[The task]: Copy out the listing that follows, exactly, without its pictures.

───── Input records ─────

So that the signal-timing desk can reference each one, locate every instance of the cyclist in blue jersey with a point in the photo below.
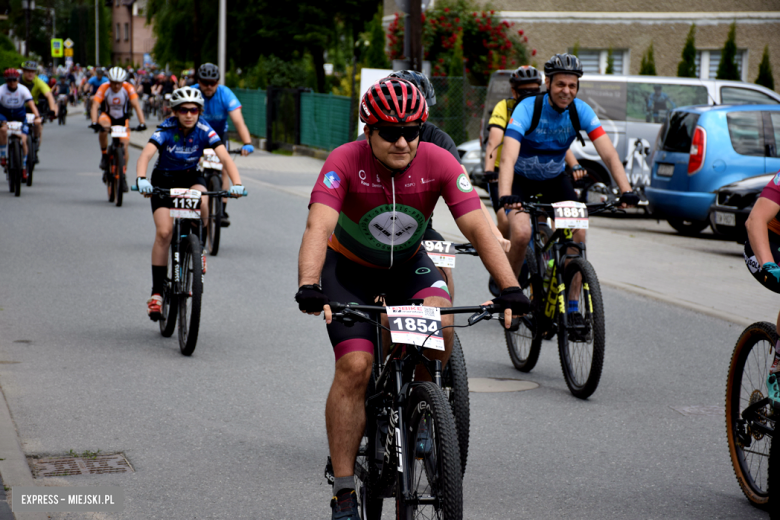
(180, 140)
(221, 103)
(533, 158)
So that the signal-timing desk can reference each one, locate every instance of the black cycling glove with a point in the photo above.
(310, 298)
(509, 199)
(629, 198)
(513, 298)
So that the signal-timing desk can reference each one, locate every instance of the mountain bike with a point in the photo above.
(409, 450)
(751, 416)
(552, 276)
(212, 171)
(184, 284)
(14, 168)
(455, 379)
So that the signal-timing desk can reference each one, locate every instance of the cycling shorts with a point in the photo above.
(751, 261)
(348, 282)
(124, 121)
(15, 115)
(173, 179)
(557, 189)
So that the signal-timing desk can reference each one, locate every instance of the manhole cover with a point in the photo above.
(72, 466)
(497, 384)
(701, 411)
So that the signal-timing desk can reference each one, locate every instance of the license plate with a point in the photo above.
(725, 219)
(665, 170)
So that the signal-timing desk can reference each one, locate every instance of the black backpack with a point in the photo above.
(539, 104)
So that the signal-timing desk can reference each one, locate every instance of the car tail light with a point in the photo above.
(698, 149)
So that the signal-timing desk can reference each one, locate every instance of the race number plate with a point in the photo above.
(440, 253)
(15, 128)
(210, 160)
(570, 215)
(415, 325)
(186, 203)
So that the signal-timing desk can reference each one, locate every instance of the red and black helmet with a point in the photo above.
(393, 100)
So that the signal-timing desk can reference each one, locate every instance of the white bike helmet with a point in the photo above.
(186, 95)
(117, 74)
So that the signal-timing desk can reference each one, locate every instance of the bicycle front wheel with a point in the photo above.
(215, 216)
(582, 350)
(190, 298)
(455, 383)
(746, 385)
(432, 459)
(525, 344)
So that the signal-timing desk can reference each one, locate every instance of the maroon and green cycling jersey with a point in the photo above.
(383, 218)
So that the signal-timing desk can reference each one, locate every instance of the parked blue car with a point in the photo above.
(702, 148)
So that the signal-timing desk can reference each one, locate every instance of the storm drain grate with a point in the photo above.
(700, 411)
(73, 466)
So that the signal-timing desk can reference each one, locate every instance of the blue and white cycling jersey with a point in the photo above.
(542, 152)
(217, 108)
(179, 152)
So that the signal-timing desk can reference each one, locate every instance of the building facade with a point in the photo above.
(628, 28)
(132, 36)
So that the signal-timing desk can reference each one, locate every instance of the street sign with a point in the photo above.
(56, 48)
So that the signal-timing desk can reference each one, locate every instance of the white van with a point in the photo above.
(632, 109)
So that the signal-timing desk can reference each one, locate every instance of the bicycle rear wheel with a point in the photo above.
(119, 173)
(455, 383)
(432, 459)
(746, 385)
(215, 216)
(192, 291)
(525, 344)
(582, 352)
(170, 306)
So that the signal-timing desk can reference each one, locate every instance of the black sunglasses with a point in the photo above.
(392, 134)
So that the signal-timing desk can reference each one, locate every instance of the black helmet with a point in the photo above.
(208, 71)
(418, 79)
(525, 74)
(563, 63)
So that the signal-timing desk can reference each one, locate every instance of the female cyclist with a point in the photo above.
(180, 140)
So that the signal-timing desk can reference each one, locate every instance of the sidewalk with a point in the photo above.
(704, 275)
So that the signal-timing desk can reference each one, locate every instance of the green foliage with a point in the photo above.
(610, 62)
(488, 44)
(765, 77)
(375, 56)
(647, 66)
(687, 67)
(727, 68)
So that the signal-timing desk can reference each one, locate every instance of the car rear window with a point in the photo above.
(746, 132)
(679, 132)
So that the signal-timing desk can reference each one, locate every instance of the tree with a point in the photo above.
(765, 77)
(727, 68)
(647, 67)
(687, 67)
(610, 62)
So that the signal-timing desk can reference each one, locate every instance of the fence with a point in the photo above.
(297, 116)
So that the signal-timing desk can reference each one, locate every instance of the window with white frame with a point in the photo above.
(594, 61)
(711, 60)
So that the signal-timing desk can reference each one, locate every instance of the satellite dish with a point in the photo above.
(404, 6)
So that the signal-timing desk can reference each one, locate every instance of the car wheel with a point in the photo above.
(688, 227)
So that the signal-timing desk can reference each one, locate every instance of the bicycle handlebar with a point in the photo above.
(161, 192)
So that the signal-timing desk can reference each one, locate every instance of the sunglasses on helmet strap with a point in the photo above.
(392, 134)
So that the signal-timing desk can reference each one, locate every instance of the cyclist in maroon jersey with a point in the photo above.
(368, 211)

─────

[Reply to the task]:
So that the signal-timing desk can reference each one, locate every instance of the cyclist in blue jersey with a point in the photo below.
(180, 140)
(221, 103)
(533, 158)
So that the signal-timing desk can reference each one, locate every instance of the black cycling glove with a point in the photo above.
(310, 298)
(509, 199)
(629, 198)
(513, 298)
So that the signal-timing desk can reference each one, locate every instance of the mountain bike with a point in the photo above.
(409, 450)
(751, 416)
(552, 276)
(212, 171)
(184, 284)
(14, 168)
(455, 379)
So that the signal-timing desk can reference each one, locate every instance of the cycling shorts with a point in the photo above.
(751, 261)
(348, 282)
(124, 121)
(15, 115)
(173, 179)
(557, 189)
So that the signal-timing desk can reference each one, locate every instance of the manhole cover with a point in the photo above.
(72, 466)
(497, 384)
(701, 411)
So that the signal-timing desk can reference each one, locate every instance of the license plate with a point in the photo above.
(725, 219)
(665, 170)
So that the signal-timing desk can reference each one, locate every instance of the black backpack with a point in the photo above.
(539, 104)
So that the signal-timing desk can reference each one, locate every instance of the car tail light with a point in the photo above.
(698, 149)
So that the signal-timing desk can reference each one, locate every instance of the race number plate with a point in the photo above.
(440, 253)
(15, 128)
(210, 160)
(570, 215)
(415, 325)
(186, 203)
So that the signal-timing desk can reference each one, locate every instance of the red and black helmet with a point in the photo above.
(393, 100)
So that the signal-timing desk can reference each one, locate every instance of the white bike helmet with a point in the photo above.
(186, 95)
(117, 74)
So that the signal-timing desk can reference each one, locate every instance of the bicycle front wheel with a point in the photo above.
(215, 216)
(582, 350)
(190, 298)
(455, 383)
(746, 385)
(432, 459)
(525, 344)
So that the signal-timing desk can reference each one, locate every instance of the maroon and green cycling jersey with a point in the photo above.
(383, 218)
So that the signal-timing desk can reference each one, locate every instance of the parked blue car with a point in the photo above.
(702, 148)
So that the signal-timing desk can reference each one, locate every instance of the storm drain grate with a point in the photo above.
(700, 411)
(73, 466)
So that the signal-timing desk can reference each one, locate every instance of the blue and white cycling jersey with a point in the photo above.
(542, 152)
(217, 108)
(179, 152)
So that the signal-timing desk can reference each one, locate every instance of the building facade with a point in the photo above.
(628, 28)
(132, 36)
So that the signal-timing desk can reference each one, locate every instance of the street sign with a point in the photo above.
(56, 48)
So that the signal-timing desk can reference each one, locate every instance of the white van with a point in the photo above.
(632, 109)
So that the signal-timing desk can reference each one, locate every instance of the bicycle rear wheel with a point in the photo above.
(119, 173)
(455, 383)
(432, 459)
(746, 385)
(215, 216)
(192, 291)
(525, 344)
(582, 352)
(170, 306)
So that the signal-timing desk can reference each one, locate every instance of the black sunglasses with a point in the photo above.
(392, 134)
So that the signal-timing desk can reference each one, locate every instance of the black helmet with a point in the photo above.
(208, 71)
(418, 79)
(525, 74)
(563, 63)
So that the signal-timing desk can reference each one, locate every instance of the female cyclist with a point in the photo above.
(180, 140)
So that the signal-timing desk can reference each one, locate every instance of the sidewalk with a point in the photo above.
(704, 275)
So that the signal-timing desk can reference each one, locate every instance of the green foliage with a point in the photo above.
(610, 62)
(488, 44)
(765, 77)
(375, 56)
(647, 66)
(687, 67)
(727, 68)
So that the signal-timing desk can reference each one, locate every instance of the car rear window with a point in the photo above.
(746, 132)
(679, 132)
So that the signal-timing desk can reference each one, locate every instance of the tree with a point in the photo above.
(765, 77)
(727, 68)
(647, 67)
(687, 67)
(610, 62)
So that the signal-timing desk can reference each one, locate every instance of the fence with a point in the photo above.
(297, 116)
So that the signal-timing desk can reference each one, locate every instance of the window with white frame with a point in the photo above.
(594, 61)
(711, 60)
So that the signal-timing desk can reference each one, locate every instance of the satellite dish with a point in the photo above.
(404, 6)
So that the signal-timing desk can reference each one, locate every instance of the car wheel with a point in the photo above.
(688, 227)
So that the signal-timing desk can reference each one, locate every instance of the bicycle handlebar with a point in the photo above.
(161, 192)
So that the signal-timing desk can reference each one, locate every instance of the sunglasses on helmet strap with a point in the photo above.
(392, 134)
So that the signal-timing desk can reference each one, locate every instance of the cyclist in maroon jersey with a point in the photo above.
(368, 211)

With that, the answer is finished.